(Records from a dataset)

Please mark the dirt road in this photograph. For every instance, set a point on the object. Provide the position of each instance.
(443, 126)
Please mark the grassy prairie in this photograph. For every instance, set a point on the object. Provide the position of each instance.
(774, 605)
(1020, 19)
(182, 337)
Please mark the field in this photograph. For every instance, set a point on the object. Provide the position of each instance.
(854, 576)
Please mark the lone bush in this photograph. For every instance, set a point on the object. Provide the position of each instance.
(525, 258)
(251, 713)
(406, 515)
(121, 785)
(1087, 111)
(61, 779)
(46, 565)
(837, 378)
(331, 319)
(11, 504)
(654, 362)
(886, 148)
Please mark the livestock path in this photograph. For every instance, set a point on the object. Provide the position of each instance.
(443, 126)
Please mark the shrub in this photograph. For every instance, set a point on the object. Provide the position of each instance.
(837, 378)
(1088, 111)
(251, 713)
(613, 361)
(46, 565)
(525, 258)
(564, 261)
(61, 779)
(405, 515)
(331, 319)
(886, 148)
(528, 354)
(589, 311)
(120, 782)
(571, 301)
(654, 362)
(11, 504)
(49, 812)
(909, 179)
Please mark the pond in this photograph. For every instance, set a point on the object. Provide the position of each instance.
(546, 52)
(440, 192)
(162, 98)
---
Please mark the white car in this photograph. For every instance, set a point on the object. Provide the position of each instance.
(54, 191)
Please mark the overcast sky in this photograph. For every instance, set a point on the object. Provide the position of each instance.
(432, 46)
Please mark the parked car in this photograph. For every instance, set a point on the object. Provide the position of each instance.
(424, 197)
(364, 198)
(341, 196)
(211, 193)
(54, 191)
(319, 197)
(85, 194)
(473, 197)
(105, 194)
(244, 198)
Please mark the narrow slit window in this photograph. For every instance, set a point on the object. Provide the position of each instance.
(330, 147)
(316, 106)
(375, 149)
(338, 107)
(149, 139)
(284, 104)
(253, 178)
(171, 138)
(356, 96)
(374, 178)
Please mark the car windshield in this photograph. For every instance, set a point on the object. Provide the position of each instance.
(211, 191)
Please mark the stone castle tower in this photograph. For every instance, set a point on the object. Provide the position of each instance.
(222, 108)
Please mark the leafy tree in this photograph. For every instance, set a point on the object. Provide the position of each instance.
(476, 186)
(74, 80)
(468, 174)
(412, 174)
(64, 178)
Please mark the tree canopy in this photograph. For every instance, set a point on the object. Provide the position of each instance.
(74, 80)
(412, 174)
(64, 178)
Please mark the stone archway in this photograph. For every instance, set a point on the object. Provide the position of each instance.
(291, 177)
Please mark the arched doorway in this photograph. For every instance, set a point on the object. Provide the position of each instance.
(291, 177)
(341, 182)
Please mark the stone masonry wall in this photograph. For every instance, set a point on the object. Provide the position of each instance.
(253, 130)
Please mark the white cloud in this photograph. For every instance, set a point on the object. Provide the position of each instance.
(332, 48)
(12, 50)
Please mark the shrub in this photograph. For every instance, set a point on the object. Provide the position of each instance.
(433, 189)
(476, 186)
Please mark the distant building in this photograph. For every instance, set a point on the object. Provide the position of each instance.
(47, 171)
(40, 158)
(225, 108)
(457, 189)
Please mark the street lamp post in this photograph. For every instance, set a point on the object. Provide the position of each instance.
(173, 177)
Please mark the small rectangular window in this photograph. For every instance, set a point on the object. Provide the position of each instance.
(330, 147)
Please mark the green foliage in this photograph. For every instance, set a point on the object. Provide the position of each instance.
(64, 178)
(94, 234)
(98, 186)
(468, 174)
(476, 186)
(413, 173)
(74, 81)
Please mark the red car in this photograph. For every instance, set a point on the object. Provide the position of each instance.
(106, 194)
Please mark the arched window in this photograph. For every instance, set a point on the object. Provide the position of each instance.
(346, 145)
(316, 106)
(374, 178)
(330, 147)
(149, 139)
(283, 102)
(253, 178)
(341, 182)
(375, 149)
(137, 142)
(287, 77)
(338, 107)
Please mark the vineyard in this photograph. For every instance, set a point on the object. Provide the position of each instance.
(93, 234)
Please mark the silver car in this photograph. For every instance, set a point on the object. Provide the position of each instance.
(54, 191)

AIM: Extract every line of the records above that contains the string "stone". Treat uppercase and lowercase as different, so a line counts only if its letters match in case.

RIGHT ANSWER:
Please mark the stone castle tower in this photograph. For every instance, set a point on the object. Provide the position of each instance.
Please mark the stone archway in this photograph. For every instance, set a point on the object. Provide the position of each instance.
Please mark the stone masonry wall in this photograph. For every instance, set a point on the object. Provide the position of each instance.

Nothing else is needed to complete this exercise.